| What is required |
Go through the records line by line. Report how many lines contain "instance", with nothing else.

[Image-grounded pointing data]
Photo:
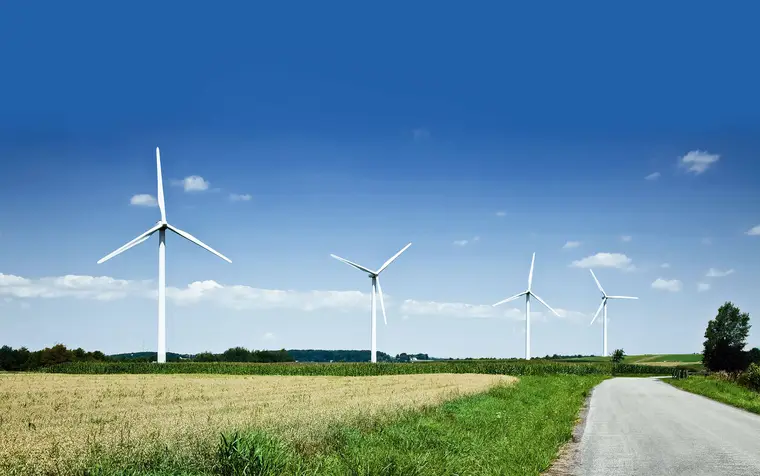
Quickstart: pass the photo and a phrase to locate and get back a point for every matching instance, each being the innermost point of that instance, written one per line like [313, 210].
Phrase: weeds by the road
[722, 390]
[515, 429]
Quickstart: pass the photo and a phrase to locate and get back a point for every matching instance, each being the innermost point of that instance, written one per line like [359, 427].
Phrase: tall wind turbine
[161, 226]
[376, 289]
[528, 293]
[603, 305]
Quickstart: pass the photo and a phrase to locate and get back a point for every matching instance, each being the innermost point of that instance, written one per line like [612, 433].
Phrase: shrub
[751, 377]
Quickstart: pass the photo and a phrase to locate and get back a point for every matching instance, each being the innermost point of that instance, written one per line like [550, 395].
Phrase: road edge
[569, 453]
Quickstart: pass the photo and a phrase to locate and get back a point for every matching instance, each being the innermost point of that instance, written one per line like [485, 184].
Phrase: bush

| Response |
5